TASK STATEMENT >> Switch "yellow teething ring" to "blue teething ring" in the records below, starting at the first line and ending at the line that contains "x=466, y=371", and reproduce those lines with nothing else changed.

ROWS >>
• • •

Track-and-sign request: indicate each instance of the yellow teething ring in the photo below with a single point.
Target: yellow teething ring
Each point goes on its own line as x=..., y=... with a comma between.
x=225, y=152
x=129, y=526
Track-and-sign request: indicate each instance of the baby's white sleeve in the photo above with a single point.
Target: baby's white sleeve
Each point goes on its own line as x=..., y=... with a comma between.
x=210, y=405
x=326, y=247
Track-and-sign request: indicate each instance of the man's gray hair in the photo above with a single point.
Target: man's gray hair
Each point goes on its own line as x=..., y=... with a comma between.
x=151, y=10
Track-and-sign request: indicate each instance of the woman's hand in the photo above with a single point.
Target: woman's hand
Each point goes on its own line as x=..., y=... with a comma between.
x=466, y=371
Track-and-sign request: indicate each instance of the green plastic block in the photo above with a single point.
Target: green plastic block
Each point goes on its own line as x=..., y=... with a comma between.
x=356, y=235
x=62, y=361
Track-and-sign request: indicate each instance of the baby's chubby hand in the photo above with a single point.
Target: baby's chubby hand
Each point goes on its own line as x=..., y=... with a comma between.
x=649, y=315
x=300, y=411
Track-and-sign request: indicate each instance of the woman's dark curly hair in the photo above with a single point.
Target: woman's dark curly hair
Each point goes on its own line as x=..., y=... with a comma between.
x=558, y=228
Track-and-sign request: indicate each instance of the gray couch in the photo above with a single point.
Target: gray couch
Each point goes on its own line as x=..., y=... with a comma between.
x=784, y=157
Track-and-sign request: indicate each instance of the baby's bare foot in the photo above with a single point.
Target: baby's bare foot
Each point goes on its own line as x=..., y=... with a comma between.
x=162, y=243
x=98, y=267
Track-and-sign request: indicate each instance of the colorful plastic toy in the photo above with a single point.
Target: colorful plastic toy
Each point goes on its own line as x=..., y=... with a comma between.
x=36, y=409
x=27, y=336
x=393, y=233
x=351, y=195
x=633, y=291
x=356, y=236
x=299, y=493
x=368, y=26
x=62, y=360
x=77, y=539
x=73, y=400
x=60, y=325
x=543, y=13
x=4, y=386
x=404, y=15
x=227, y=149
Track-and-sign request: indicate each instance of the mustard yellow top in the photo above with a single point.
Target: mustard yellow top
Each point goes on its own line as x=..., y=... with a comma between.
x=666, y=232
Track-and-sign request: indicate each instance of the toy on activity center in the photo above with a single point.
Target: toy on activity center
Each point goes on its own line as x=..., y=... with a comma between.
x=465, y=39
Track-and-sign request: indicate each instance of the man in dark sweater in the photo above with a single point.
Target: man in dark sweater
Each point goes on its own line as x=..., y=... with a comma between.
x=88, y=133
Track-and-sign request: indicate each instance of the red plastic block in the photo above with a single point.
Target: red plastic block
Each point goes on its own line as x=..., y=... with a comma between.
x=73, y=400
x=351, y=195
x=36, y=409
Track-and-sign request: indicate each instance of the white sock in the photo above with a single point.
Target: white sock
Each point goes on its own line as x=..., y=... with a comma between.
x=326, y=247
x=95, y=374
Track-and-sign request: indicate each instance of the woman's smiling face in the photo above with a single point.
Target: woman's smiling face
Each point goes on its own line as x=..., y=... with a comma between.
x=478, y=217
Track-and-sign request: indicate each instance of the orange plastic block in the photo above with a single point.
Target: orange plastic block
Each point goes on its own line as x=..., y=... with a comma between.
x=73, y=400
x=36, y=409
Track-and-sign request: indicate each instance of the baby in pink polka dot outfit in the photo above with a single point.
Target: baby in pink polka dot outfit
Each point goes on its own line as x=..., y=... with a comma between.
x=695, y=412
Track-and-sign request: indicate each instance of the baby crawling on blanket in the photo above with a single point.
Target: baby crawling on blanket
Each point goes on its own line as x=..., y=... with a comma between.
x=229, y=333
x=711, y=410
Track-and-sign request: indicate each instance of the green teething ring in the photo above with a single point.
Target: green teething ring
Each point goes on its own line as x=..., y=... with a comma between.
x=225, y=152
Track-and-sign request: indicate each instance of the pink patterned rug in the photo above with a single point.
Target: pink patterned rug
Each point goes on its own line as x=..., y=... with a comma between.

• • •

TASK RESULT >>
Track-and-sign request: indicate each instance of the blue teething ring in the photo below with a single point.
Target: blue teething ring
Each point goes on its own line as x=..., y=... with a comma between.
x=225, y=152
x=129, y=526
Track-and-sign request: indicate each instance of the baby's white sleeve in the photo above with a single point.
Target: baby's white sleeve
Each point goes on its own line as x=..., y=... with a comma between.
x=210, y=405
x=326, y=247
Track-and-sign request: indicate each instance of the man's gray hair in the photo above with a single point.
Target: man's gray hair
Each point goes on its own line as x=..., y=... with a comma between.
x=151, y=10
Track-and-sign request: indicate each instance of the woman's hand in the photo above with a single point.
Target: woman's hand
Each point goes on its own line as x=..., y=... with a comma between.
x=466, y=371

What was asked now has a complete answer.